--- What is being asked ---
Reproduce word for word the rows below, from the line containing "Exercise. Mark the fence" through the last row.

--- Data in this exercise ---

————————

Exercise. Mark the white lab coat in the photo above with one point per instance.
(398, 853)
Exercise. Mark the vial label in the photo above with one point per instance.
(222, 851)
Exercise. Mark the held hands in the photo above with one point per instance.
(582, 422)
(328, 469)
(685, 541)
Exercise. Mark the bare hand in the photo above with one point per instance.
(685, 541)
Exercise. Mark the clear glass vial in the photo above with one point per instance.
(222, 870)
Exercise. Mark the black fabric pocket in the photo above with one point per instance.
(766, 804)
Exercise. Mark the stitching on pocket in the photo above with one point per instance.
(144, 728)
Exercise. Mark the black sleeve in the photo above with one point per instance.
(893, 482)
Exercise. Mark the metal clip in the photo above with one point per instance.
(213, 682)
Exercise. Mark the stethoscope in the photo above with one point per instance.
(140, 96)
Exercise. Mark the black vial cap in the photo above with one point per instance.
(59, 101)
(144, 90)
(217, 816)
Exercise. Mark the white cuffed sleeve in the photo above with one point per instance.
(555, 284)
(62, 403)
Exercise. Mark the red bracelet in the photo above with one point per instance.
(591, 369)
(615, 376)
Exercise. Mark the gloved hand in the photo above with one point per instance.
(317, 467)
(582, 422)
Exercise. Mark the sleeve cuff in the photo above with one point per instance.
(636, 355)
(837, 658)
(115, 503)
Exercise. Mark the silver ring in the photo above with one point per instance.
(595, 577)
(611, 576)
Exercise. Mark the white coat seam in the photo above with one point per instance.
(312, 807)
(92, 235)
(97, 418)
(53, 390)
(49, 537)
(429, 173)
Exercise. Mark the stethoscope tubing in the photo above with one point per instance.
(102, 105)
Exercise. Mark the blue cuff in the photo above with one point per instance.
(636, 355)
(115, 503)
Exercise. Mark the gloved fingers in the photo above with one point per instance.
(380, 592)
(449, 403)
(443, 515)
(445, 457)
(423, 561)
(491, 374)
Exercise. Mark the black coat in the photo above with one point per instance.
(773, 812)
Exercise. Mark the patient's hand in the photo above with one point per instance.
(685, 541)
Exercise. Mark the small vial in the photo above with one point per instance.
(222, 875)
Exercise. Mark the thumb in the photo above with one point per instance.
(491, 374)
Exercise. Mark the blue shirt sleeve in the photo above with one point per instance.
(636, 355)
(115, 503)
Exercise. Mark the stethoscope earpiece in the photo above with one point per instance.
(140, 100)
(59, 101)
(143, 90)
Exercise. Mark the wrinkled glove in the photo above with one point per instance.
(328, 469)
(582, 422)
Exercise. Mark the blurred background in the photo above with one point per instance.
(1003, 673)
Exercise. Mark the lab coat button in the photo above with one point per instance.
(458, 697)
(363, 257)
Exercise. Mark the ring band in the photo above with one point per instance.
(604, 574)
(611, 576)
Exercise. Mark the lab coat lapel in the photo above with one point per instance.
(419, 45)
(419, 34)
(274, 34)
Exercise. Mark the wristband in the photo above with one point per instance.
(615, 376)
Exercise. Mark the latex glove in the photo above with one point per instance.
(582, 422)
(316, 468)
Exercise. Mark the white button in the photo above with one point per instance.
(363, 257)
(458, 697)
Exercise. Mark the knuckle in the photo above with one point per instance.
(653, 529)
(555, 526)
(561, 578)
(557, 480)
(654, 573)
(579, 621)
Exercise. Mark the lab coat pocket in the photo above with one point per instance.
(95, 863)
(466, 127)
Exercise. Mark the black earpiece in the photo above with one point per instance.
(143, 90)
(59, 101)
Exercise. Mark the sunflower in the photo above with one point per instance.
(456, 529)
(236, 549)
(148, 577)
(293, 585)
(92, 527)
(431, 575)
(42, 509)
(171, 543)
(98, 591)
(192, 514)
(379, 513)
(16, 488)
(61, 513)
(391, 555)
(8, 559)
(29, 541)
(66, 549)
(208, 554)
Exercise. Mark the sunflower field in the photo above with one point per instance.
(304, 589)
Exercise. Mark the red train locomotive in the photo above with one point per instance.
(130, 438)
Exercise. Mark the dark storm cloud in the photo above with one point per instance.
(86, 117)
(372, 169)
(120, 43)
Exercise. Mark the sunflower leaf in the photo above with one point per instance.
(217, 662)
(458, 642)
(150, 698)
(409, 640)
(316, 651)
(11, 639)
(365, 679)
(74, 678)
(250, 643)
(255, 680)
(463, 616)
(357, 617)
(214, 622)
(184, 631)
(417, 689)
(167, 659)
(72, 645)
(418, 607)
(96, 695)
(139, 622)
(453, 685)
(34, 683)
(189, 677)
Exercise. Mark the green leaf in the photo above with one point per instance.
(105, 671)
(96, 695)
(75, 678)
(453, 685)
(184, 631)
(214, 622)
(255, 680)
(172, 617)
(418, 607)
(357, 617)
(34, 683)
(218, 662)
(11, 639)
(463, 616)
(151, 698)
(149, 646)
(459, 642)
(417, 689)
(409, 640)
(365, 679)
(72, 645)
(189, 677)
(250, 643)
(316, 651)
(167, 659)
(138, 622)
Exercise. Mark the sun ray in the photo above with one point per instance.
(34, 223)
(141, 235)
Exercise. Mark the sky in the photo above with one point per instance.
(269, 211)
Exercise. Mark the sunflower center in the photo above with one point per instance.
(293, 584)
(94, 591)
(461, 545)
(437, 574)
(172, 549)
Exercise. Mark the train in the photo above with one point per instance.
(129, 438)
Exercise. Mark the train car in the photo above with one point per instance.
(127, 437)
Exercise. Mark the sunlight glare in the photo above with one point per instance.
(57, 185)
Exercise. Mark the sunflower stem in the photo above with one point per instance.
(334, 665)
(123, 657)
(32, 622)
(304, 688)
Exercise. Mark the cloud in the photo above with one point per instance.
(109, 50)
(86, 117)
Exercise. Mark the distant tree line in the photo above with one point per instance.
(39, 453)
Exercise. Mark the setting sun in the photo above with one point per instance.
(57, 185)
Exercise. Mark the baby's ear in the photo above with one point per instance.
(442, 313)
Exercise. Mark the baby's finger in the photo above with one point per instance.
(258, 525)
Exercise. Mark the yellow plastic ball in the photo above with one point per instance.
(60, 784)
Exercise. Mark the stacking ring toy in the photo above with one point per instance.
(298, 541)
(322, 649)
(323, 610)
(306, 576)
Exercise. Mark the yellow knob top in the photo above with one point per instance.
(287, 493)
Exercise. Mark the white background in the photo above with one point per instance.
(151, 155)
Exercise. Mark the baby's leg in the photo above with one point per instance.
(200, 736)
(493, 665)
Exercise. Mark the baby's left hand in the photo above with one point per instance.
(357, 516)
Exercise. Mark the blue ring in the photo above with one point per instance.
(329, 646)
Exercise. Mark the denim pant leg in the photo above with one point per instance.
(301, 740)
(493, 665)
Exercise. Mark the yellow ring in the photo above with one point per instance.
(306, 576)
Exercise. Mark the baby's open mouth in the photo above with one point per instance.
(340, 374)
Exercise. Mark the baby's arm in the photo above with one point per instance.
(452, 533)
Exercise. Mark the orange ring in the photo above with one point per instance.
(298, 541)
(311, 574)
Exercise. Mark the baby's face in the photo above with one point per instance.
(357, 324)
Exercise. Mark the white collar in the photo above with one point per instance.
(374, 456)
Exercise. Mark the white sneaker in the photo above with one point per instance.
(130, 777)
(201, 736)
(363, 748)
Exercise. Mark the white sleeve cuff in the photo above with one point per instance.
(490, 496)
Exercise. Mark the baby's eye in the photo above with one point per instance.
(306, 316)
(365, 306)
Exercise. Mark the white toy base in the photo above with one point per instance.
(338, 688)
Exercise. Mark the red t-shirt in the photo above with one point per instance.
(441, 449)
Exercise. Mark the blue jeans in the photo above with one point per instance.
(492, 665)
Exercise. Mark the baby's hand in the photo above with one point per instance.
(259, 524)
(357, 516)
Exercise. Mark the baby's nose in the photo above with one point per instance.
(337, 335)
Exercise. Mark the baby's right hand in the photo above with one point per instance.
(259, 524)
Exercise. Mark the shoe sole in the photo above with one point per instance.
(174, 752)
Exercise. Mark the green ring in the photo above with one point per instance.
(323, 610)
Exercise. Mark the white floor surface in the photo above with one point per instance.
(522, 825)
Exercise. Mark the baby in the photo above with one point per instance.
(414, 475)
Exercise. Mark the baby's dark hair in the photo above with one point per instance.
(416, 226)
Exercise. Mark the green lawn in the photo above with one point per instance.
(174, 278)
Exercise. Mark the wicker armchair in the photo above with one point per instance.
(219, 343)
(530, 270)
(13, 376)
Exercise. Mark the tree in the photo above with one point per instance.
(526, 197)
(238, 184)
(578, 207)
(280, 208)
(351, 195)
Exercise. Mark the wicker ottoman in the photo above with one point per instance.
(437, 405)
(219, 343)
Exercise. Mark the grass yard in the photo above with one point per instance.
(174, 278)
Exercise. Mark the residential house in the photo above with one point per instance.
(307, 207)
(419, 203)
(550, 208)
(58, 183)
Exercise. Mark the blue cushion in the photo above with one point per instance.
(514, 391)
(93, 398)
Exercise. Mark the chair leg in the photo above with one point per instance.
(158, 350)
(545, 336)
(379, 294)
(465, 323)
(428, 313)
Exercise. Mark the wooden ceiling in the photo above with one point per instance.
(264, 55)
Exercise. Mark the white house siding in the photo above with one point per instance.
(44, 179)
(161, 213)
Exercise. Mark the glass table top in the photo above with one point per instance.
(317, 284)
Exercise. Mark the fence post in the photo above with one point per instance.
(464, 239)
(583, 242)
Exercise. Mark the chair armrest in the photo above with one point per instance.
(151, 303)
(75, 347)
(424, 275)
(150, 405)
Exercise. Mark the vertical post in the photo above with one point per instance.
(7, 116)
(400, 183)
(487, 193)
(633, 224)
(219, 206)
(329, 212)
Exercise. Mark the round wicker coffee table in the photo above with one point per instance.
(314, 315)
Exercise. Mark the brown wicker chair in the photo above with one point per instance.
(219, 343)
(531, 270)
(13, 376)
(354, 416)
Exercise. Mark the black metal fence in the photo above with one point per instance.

————————

--- Task result ---
Exercise. Mark the fence post in the photo above with one point per instance.
(464, 239)
(583, 242)
Exercise. Mark the chair armrest in the photo above with one point per instance.
(151, 303)
(75, 347)
(424, 275)
(150, 405)
Exercise. Mark the vertical post in the photo above with one point per instance.
(7, 116)
(400, 183)
(487, 193)
(633, 224)
(219, 206)
(329, 212)
Exercise. Mark the round wicker coffee table in the photo above with one point per instance.
(314, 315)
Exercise. Mark the brown wicker chair in the photo above with one point per instance.
(219, 343)
(531, 270)
(13, 376)
(354, 416)
Exercise. Mark the black metal fence in the photo above with one point per instance.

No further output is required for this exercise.